AIM OF THE EXERCISE. Beginning at the line with "label the man's", output each line to the end of the listing below exactly, please.

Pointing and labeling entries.
>>>>

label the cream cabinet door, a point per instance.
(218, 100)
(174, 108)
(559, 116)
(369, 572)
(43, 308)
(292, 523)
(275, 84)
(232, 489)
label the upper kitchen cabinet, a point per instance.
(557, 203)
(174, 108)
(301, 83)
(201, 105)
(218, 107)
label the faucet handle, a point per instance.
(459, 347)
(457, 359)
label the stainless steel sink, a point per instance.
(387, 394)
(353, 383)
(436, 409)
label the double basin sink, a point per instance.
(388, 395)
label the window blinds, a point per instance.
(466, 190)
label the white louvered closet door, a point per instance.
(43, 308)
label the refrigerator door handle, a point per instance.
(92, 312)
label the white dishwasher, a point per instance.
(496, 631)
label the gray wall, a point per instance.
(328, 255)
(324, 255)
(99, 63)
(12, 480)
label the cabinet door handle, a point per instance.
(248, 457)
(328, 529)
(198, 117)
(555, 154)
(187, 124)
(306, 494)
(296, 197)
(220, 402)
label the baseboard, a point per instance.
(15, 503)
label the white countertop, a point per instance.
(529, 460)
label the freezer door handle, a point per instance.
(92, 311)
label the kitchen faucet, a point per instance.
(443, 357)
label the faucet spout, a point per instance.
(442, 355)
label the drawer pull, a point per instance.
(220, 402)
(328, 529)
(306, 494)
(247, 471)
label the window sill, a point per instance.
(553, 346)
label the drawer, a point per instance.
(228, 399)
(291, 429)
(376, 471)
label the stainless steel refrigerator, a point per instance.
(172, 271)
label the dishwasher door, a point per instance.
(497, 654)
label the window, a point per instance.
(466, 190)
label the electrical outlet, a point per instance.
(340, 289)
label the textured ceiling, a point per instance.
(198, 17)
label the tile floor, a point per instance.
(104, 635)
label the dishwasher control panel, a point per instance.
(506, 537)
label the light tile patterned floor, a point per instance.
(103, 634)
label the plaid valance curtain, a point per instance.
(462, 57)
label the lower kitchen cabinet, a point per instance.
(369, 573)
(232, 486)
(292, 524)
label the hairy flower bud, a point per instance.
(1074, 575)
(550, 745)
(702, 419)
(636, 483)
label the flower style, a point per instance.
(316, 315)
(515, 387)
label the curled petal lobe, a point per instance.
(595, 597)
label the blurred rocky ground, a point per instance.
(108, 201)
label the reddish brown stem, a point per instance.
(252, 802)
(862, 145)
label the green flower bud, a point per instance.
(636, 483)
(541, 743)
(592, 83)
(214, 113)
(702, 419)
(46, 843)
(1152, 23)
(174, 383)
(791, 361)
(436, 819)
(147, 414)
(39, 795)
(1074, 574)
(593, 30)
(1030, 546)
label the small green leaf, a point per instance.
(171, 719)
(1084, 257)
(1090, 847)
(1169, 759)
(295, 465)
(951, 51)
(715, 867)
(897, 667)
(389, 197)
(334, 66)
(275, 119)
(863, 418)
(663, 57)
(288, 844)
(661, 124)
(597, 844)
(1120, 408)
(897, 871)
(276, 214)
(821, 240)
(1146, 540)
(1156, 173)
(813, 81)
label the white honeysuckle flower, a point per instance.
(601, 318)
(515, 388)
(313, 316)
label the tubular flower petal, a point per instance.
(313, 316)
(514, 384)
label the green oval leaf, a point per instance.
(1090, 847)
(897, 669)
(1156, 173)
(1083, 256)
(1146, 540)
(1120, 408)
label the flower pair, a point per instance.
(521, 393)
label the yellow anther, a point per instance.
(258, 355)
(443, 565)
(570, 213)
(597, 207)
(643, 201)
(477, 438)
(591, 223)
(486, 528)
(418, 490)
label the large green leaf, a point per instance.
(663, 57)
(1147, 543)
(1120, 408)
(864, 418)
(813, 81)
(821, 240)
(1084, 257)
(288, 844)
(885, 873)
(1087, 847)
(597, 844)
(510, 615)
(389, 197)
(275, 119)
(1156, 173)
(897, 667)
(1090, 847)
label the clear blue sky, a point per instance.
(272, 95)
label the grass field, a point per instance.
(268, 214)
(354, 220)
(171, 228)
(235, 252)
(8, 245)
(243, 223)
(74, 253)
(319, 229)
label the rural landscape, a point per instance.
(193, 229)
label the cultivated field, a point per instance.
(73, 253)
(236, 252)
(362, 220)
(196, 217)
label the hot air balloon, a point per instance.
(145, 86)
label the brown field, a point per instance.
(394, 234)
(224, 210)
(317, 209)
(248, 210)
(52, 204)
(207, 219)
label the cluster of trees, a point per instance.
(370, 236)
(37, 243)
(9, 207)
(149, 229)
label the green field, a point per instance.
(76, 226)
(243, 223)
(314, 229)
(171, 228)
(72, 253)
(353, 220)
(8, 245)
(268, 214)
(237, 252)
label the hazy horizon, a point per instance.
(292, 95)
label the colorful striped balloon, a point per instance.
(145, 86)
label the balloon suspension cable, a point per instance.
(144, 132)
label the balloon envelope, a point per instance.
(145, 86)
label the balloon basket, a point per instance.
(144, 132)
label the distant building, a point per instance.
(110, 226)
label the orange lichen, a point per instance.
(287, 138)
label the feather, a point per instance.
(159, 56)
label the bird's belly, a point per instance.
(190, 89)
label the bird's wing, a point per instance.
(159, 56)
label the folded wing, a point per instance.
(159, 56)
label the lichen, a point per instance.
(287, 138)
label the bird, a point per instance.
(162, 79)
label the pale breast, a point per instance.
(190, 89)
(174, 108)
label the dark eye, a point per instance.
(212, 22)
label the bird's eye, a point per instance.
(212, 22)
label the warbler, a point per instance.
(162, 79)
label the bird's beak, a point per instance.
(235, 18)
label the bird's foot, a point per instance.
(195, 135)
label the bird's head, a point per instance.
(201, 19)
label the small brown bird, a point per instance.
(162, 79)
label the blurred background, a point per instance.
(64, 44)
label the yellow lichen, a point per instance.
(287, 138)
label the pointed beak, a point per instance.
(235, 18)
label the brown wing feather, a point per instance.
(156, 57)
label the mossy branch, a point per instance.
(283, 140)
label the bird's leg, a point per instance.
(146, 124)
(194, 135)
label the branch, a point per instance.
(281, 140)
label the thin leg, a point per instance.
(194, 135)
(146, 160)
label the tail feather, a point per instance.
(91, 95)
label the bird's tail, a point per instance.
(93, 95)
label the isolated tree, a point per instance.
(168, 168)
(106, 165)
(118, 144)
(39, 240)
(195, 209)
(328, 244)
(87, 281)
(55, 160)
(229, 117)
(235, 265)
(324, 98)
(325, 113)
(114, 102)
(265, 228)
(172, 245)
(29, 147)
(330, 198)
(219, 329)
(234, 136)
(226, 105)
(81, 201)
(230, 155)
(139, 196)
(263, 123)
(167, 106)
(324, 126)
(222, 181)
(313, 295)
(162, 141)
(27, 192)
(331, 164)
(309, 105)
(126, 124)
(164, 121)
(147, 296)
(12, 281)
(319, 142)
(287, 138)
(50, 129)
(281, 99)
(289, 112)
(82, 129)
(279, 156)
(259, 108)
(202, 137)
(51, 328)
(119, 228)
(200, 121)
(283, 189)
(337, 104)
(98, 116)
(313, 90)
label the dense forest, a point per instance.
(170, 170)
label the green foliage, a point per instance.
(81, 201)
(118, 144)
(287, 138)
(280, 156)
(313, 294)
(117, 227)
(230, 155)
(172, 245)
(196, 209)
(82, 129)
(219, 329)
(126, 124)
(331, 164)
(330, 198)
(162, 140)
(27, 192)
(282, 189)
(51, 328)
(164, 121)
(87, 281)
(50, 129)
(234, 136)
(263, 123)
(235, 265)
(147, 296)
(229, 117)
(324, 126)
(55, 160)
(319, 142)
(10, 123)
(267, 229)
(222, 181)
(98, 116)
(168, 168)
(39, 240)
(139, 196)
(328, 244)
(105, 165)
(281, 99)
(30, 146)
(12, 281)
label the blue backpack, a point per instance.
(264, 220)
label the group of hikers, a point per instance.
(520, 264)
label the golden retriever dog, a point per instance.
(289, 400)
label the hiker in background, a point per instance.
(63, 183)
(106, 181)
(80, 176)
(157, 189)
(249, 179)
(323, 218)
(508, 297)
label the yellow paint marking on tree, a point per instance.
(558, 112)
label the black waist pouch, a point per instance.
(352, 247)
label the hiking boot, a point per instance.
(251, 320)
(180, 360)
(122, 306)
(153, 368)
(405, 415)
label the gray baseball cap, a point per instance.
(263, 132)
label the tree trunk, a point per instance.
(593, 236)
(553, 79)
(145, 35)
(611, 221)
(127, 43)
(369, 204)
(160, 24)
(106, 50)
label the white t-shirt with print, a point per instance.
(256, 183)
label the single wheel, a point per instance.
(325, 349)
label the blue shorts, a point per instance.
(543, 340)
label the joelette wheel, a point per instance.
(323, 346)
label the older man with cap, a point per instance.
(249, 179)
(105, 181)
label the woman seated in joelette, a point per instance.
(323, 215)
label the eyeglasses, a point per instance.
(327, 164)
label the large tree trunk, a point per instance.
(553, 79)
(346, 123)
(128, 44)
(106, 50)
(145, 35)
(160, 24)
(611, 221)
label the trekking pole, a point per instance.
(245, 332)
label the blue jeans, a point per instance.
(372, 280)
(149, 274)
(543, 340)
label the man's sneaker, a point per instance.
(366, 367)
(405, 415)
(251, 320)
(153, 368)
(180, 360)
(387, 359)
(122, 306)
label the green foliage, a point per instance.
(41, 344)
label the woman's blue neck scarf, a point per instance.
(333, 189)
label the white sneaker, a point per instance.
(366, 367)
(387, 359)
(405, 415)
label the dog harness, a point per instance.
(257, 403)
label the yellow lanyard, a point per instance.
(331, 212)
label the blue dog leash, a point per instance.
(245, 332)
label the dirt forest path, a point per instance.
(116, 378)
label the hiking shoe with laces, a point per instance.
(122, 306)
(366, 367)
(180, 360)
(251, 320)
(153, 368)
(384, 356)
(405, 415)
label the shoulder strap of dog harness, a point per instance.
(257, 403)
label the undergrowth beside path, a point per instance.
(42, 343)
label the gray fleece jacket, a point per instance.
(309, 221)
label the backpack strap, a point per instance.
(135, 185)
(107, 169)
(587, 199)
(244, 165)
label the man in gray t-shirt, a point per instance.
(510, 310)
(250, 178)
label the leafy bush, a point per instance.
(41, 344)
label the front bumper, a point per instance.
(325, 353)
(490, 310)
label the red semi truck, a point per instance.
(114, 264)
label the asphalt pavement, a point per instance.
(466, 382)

<<<<

EXERCISE ANSWER.
label the man's sneaker, a point per instance.
(366, 367)
(405, 415)
(251, 320)
(153, 368)
(180, 360)
(387, 359)
(122, 306)
label the green foliage, a point per instance.
(41, 344)
label the woman's blue neck scarf, a point per instance.
(333, 189)
label the white sneaker, a point per instance.
(366, 367)
(387, 359)
(405, 415)
label the dog harness, a point per instance.
(257, 403)
label the yellow lanyard, a point per instance.
(331, 212)
label the blue dog leash, a point per instance.
(245, 332)
label the dirt forest path, a point per instance.
(116, 378)
label the hiking shoe with laces, a point per instance.
(122, 306)
(366, 367)
(180, 360)
(251, 320)
(153, 368)
(384, 356)
(405, 415)
label the shoulder strap of dog harness, a point per instance.
(257, 403)
label the undergrowth beside path, a point per instance.
(42, 343)
label the gray fleece jacket, a point per instance.
(309, 221)
label the backpack strap, a point per instance.
(135, 185)
(107, 169)
(587, 199)
(244, 165)
label the man in gray t-shirt, a point per instance.
(510, 310)
(250, 178)
label the leafy bush, a point per instance.
(41, 344)
label the front bumper, a point per instance.
(325, 353)
(490, 310)
label the red semi truck, a point per instance.
(114, 264)
label the asphalt pavement, a point per instance.
(466, 382)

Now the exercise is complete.